■ Data for analysis:
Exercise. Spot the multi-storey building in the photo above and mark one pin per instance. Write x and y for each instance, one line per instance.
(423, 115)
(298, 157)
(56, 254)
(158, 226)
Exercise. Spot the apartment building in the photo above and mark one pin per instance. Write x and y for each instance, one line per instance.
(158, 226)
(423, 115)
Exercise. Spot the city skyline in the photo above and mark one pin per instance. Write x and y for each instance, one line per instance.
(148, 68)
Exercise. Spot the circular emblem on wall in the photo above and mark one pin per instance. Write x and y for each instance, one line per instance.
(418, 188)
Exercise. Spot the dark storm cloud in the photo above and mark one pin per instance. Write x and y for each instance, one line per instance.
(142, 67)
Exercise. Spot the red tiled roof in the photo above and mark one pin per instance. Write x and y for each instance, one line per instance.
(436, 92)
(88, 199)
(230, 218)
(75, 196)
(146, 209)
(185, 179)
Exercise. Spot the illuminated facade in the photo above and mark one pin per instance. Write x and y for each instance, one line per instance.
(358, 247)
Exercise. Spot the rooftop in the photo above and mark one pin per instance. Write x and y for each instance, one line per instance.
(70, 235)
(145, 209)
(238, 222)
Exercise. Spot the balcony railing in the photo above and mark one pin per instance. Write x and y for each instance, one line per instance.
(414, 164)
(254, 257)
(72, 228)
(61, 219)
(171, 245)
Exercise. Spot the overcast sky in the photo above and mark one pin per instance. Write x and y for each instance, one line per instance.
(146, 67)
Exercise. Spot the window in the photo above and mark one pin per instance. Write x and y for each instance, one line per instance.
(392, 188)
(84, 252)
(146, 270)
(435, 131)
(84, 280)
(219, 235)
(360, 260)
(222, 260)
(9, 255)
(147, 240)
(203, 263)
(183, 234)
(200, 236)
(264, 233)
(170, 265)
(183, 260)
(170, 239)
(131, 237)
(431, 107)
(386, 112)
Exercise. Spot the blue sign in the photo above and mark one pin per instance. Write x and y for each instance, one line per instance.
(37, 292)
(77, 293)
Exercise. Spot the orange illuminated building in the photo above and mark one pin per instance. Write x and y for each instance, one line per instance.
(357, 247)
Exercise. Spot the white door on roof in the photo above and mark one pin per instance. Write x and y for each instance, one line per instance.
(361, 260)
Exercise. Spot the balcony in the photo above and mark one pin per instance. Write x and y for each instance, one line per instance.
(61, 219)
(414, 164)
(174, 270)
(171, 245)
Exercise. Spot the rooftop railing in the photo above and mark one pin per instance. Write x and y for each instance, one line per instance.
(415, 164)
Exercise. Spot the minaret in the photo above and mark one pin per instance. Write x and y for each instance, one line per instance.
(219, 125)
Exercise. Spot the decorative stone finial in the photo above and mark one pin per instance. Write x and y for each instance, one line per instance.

■ Task requirements:
Please restate each record exactly as it reads.

■ Solution:
Exercise. Spot the multi-storey building in the photo above and mark one pin per instance. Write x and y for each instance, one line per instance.
(423, 115)
(298, 157)
(56, 254)
(158, 226)
Exercise. Spot the apartment building in the photo above and mark one pin per instance. Write x and y for each instance, one line per instance.
(158, 226)
(423, 115)
Exercise. Spot the city skyline in the photo above and mark one pin per instance. Write x and y for each instance, one line per instance.
(148, 68)
Exercise. Spot the circular emblem on wall in the photo above and mark one pin per instance. Write x and y for each instance, one line per instance.
(418, 188)
Exercise. Spot the dark storm cloud in the photo above and mark one pin per instance. Write x and y for each instance, one line per instance.
(142, 67)
Exercise. Spot the red tiled roof in the photo above and mark one pin per instance. Write x and y for each instance, one line per instance.
(436, 92)
(88, 199)
(230, 218)
(75, 196)
(146, 209)
(185, 179)
Exercise. Spot the illuminated facade in the photo above and mark one pin per instance. Write x and y for each instance, one line per instance.
(358, 247)
Exercise. Spot the rooftop in the photo above and mark one pin per instance. Write x and y for each instance, one line per instance.
(70, 235)
(145, 209)
(238, 222)
Exercise. Spot the balcony railing in the photo above and mark one pin per instance. Write x and y for each instance, one line per instance.
(414, 164)
(254, 257)
(72, 228)
(61, 219)
(171, 245)
Exercise. Spot the overcast sky in the photo above and mark one pin per instance. Write x and y for each instance, one line per instance.
(146, 67)
Exercise. Spot the window in the photo above and mark one pin per instance. Write x and y for each instance, one line per instance.
(392, 188)
(84, 252)
(146, 270)
(435, 131)
(84, 280)
(219, 235)
(360, 260)
(222, 260)
(9, 255)
(147, 240)
(203, 263)
(183, 234)
(200, 236)
(264, 233)
(170, 265)
(183, 260)
(170, 239)
(131, 237)
(431, 107)
(386, 112)
Exercise. Spot the blue sign in the photo above and mark one pin per instance. Write x and y for each instance, one line per instance.
(37, 292)
(77, 293)
Exercise. Spot the orange illuminated building in the photo above and mark one pin per instance. Write x and y for each instance, one line per instance.
(357, 247)
Exercise. Spot the white door on roof in the photo above and mark one pin per instance. Write x and y for each instance, one line per instance.
(361, 260)
Exercise. Spot the balcony in the photo above and mark one pin per instance. Write x and y for each instance, one line per instance.
(61, 219)
(414, 164)
(174, 270)
(171, 245)
Exercise. Spot the rooftop railing in the photo above and mark one pin per instance. Write x and y for each instance, one line per instance.
(415, 164)
Exercise. Spot the minaret in the photo above and mark one pin per instance. Write x and y for each instance, one line per instance.
(219, 125)
Exercise. Spot the decorative stone finial in the photo above and mark one pin per instance. Write x and y for each instance, one line per instance.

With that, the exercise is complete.